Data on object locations
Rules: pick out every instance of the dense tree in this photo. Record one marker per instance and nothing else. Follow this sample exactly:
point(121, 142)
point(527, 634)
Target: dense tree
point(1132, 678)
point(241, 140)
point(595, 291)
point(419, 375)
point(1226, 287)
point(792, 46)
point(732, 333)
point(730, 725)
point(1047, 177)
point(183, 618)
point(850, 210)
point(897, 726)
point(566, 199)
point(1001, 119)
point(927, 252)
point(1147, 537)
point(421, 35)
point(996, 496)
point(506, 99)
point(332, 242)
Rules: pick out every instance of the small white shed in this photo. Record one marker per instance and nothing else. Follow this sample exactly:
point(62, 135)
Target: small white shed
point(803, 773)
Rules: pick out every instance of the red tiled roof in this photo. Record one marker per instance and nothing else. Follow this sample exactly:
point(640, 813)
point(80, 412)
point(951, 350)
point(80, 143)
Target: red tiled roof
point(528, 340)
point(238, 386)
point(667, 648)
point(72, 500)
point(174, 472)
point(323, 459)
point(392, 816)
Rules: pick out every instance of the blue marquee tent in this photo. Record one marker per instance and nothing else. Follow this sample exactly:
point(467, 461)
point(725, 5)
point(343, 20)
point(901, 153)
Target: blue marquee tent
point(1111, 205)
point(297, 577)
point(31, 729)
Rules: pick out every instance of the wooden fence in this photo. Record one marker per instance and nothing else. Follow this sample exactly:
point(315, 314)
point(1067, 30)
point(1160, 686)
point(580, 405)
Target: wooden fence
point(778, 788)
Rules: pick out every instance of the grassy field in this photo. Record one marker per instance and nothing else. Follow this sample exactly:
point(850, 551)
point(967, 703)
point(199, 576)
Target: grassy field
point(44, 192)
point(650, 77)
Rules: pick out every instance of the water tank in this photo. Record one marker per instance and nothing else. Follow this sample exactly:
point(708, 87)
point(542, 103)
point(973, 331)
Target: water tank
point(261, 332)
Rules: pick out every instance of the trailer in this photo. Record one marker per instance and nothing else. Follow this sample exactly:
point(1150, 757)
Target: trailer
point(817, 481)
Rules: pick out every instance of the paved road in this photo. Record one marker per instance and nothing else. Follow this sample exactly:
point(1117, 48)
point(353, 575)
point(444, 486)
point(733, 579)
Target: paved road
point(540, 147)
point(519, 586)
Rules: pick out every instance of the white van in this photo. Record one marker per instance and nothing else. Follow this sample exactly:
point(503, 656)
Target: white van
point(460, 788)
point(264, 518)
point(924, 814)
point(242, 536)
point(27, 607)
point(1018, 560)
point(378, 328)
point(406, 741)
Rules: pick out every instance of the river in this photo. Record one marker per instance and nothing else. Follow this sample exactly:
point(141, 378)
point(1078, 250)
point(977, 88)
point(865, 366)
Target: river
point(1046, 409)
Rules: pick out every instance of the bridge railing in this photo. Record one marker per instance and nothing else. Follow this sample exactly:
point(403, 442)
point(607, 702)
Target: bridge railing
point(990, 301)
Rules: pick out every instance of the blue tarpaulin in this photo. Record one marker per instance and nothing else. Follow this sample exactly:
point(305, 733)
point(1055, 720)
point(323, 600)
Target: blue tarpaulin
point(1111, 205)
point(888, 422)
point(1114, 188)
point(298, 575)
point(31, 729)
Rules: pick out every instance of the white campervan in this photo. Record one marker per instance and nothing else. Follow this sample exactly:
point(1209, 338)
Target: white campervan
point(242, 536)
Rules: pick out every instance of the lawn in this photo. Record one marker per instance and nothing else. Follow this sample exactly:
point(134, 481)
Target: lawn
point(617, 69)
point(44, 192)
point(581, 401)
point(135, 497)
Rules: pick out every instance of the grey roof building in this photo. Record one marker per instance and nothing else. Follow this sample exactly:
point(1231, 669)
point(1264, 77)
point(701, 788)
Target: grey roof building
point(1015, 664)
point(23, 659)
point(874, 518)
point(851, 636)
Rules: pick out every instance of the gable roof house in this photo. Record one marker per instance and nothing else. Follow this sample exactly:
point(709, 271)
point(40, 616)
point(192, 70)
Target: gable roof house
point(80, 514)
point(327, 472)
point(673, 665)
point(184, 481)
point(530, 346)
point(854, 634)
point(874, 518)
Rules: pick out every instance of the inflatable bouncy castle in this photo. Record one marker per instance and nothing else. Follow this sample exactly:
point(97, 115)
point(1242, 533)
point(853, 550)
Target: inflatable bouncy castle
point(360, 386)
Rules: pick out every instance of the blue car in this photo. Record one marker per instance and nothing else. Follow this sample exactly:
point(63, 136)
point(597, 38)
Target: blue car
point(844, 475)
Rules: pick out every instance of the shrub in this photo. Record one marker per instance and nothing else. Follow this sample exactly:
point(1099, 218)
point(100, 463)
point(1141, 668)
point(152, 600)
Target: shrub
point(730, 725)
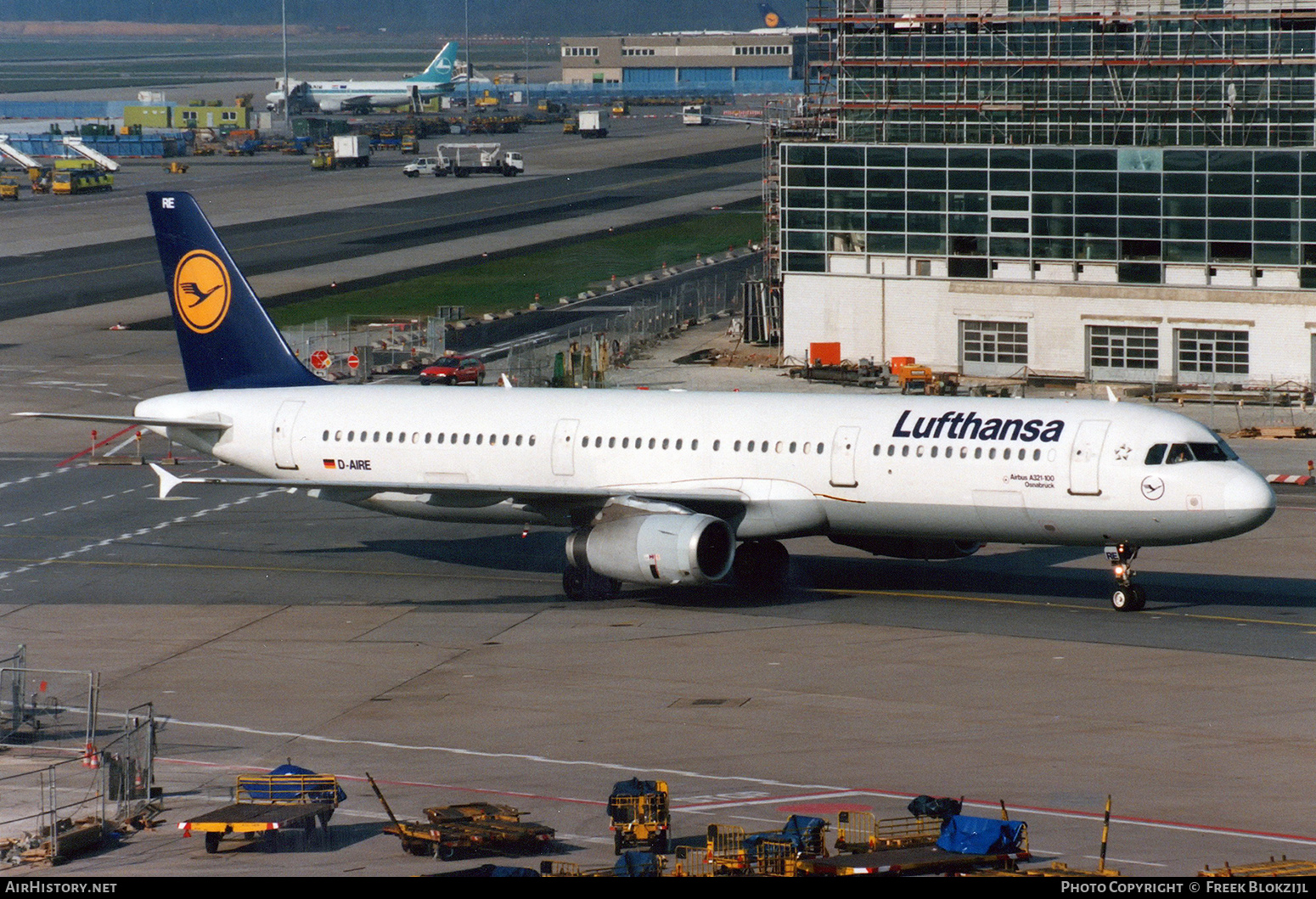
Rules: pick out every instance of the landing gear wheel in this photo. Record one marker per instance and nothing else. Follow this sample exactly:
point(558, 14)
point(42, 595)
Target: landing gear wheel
point(588, 585)
point(1129, 599)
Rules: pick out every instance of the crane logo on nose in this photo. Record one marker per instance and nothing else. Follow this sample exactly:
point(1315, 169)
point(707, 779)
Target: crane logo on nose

> **Aim of the exercise**
Put the data lines above into a Markdown table with the columns Row and Text, starting with the line that contains "Rules: pick out every instance of the river" and going on through the line that contains "point(135, 497)". Number each line in Row and skip any blank lines.

> **Full solution**
| Row | Text |
|---|---|
| 1 | Rules: pick out every instance of the river in this photo. Record one marker per instance and nothing else. Follow this sample exactly: |
| 2 | point(141, 378) |
| 3 | point(1078, 250) |
| 4 | point(977, 88) |
| 5 | point(865, 366) |
| 6 | Target: river |
| 7 | point(1046, 409) |
| 8 | Rules: pick out every instance of the bridge railing in this photo. Record one marker per instance and nothing else. Follow this sample exactly: |
| 9 | point(403, 442) |
| 10 | point(607, 702) |
| 11 | Target: bridge railing |
| 12 | point(990, 301) |
| 13 | Rules: pick out every instance of the blue tarpaulin in this photo. Record one marker per instance and nothing else. Follow this sample exactly: |
| 14 | point(305, 733) |
| 15 | point(1055, 720) |
| 16 | point(323, 600) |
| 17 | Target: blue tarpaulin |
| 18 | point(1111, 205) |
| 19 | point(888, 422) |
| 20 | point(1114, 188) |
| 21 | point(298, 575) |
| 22 | point(31, 729) |
| 23 | Rules: pick out every instance of the white campervan in this photo. Record one marker per instance and nothing else. Follow this sample exactly: |
| 24 | point(1209, 338) |
| 25 | Target: white campervan |
| 26 | point(242, 536) |
| 27 | Rules: pick out every instance of the lawn in this photo. Record one marker per instance and nothing else. Follow this sample exactly: |
| 28 | point(134, 481) |
| 29 | Target: lawn |
| 30 | point(617, 69) |
| 31 | point(44, 192) |
| 32 | point(581, 401) |
| 33 | point(135, 497) |